> THE REQUEST:
Copy out the data below with every "SHOULD" changed to "MUST" and nothing else altered, leaving out the pictures.

> MATERIAL PROVIDED:
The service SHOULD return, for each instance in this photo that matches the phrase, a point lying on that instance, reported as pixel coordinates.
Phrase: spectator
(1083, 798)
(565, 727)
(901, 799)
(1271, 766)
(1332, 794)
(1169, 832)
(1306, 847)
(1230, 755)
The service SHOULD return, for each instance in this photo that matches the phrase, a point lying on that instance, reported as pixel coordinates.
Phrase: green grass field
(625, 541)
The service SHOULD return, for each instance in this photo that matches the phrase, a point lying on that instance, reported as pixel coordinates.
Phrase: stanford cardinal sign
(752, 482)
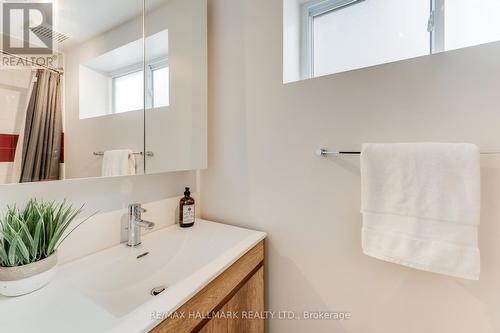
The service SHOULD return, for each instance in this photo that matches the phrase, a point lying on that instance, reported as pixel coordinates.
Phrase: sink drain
(157, 291)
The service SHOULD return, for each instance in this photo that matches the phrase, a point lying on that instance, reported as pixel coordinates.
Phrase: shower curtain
(43, 129)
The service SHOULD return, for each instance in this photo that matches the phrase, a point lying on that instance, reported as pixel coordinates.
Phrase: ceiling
(82, 20)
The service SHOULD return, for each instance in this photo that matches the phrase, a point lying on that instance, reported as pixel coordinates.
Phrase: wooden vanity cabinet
(232, 303)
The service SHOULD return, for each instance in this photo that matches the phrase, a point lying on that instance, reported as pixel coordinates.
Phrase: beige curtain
(42, 133)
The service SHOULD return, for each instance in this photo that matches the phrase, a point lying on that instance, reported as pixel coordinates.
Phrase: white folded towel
(421, 206)
(118, 163)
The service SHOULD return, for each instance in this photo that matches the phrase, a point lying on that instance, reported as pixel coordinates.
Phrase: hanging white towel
(421, 206)
(118, 163)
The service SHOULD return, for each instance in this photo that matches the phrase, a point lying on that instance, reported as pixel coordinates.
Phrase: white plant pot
(22, 280)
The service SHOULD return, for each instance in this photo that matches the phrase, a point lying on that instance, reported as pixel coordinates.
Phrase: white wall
(263, 173)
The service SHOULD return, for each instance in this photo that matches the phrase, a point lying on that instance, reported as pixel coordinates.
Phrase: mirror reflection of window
(128, 92)
(109, 87)
(323, 37)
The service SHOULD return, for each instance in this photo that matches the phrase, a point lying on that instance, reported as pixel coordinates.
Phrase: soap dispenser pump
(186, 210)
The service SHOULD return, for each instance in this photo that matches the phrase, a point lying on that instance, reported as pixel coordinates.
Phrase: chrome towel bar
(325, 152)
(148, 153)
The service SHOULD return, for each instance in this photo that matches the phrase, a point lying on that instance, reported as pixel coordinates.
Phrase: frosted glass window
(161, 89)
(369, 33)
(471, 23)
(128, 92)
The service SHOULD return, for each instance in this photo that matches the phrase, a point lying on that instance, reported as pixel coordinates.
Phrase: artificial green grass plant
(34, 233)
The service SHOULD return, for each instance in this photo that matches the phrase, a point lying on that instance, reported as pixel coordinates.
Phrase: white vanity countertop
(110, 290)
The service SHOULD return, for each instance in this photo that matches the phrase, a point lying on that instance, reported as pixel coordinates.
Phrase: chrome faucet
(135, 223)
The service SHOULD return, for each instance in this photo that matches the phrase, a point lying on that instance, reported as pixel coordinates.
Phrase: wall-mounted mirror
(98, 89)
(323, 37)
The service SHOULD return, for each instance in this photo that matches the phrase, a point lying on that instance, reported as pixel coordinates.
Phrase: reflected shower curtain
(42, 133)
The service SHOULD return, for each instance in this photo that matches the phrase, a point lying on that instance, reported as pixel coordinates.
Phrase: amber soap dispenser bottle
(186, 210)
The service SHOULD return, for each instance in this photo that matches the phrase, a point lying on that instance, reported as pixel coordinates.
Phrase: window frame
(314, 8)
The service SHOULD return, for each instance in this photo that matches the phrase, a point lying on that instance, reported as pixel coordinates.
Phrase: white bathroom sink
(110, 291)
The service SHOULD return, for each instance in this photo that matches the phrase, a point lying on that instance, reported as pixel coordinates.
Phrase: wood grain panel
(214, 296)
(247, 304)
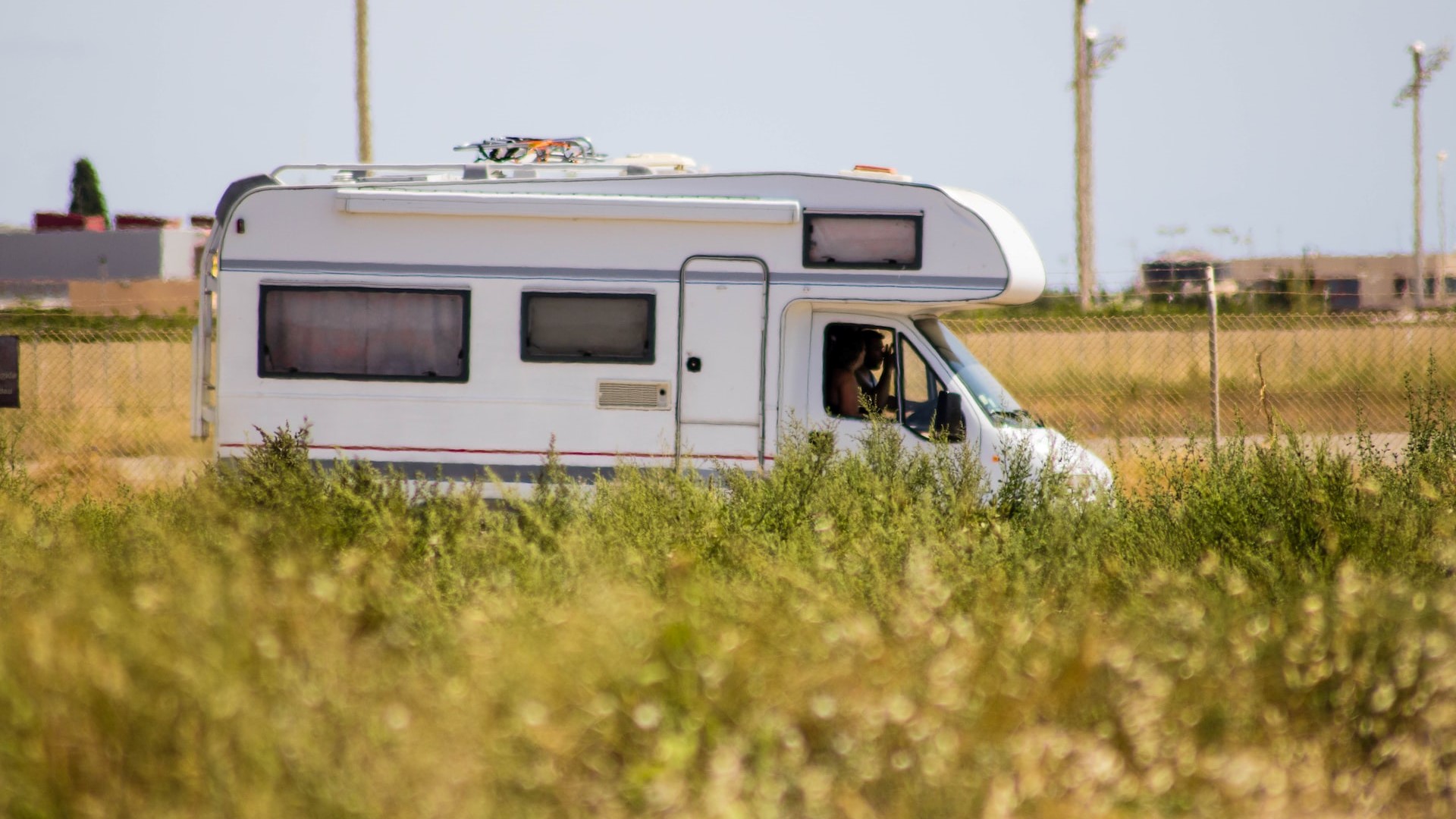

> PROBLEM SOLUTION:
The service MUST return, for each instance in this photo that matches the phrase, a point lying on that instance, reported as pixel coordinates.
Phrase: spectator
(1083, 798)
(565, 727)
(901, 799)
(1271, 766)
(1332, 794)
(1169, 832)
(1306, 847)
(1230, 755)
The service MUST return, for each instance in this photo that matches the phrase, a point lying on that instance, reported as pixel coordinates.
Phrase: green grass field
(625, 541)
The service MUST return, for each instance in this photo that matches the phrase, a point lying on that instance, reported as pixel coordinates.
Phrase: stanford cardinal sign
(752, 482)
The service MUST return, for each instance in this photo that matches the phrase, a point lying on that instance, reported as pixel coordinates.
Phrase: sink drain
(157, 291)
The service MUST return, for each instance in this photo that matches the phrase, a point lying on that instance, reported as pixel coordinates.
Phrase: shower curtain
(43, 129)
The service MUST return, for each instance in this photo that matches the phrase, a point lying on that instance, reported as pixel coordinates.
Phrase: ceiling
(82, 20)
The service MUST return, for each instance in this photo that matches the phrase, a point lying on that instance, reported as pixel coordinates.
Phrase: wooden vanity cabinet
(232, 303)
The service MUST return, for each instance in this photo that matches the phrase, a point lying on that instance, reported as pixel coordinates.
Phrase: beige curtain
(42, 133)
The service MUST return, for each instance in this photo that matches the phrase, a point lying on that instance, reported as pixel coordinates.
Phrase: white folded towel
(421, 206)
(118, 163)
The service MUST return, for each instance in this photo that matches the phrase, a point lying on that instance, reported as pixel coordinates.
Phrase: hanging white towel
(421, 206)
(118, 163)
The service MUST return, for each instance in this photo that matches the phrase, a point lying on that instance, reported as pixel coordinates.
Phrase: white plant pot
(22, 280)
The service MUST return, for each instance in this photo that matches the phrase, a point lying on that instance, reported as pixel coordinates.
Phrase: white wall
(263, 173)
The service MUST return, for each instance in this photo that matches the phrase, a point lying on that instance, reported as pixel coordinates.
Phrase: mirror reflection of window
(128, 92)
(109, 87)
(323, 37)
The service MUST return, for each instance in this photo that matches the phrase, a point lying on that instance, reported as pixel coordinates.
Phrase: soap dispenser pump
(186, 210)
The service MUST return, for each instance in this photo that matches the phrase, a point lying on that instance, reported as pixel coordinates.
Phrase: chrome towel bar
(325, 152)
(148, 153)
The service MUST return, for each instance in this photo that matches the phrase, a point lying on that instance, reported as pixel coordinates.
Phrase: frosted glass window
(161, 89)
(369, 33)
(471, 23)
(128, 92)
The service MUST return, for each instance in this photo that matches the phrase, a point lying on that instance, reported as pixel coordinates.
Phrase: artificial green grass plant
(34, 233)
The service MUST return, for each instance in this photo that matches the phrase, a point lying on that instance, reported as pixel coordinates.
Phrase: white vanity countertop
(110, 290)
The service MUST return, for each instance in this photo that matches the phrase, a point lying on that instance, reported as pixel coordinates.
Phrase: chrome faucet
(135, 223)
The service MUST return, for each instance in this photo that matches the phrase, a point lying on that instance, reported as pixel coordinates.
Phrase: wall-mounted mirror
(98, 89)
(323, 37)
The service MUST return, for each instance in this photo that matches the phrase, a point lying on that instance, reported as pixel coordinates.
Phrase: reflected shower curtain
(42, 133)
The service MUST return, for each instance in this photo that matches the phrase, a point lying on that instance, reported as pixel coordinates.
Phrase: amber soap dispenser bottle
(186, 210)
The service MUST return, for each instance in this photo that matches the phrase, a point lying on that instance, reported as pixel coordinates.
Phrase: window frame
(314, 8)
The service MUST return, for each instance in this photo that matches the phrase, a point lying on that instance, reported as pixel coordinates.
Phrase: white bathroom sink
(110, 291)
The service MUST return, for each instance in this photo that matches the phrase, a point lying on that instance, reported as pixel coordinates.
Phrase: wood grain panel
(214, 296)
(247, 304)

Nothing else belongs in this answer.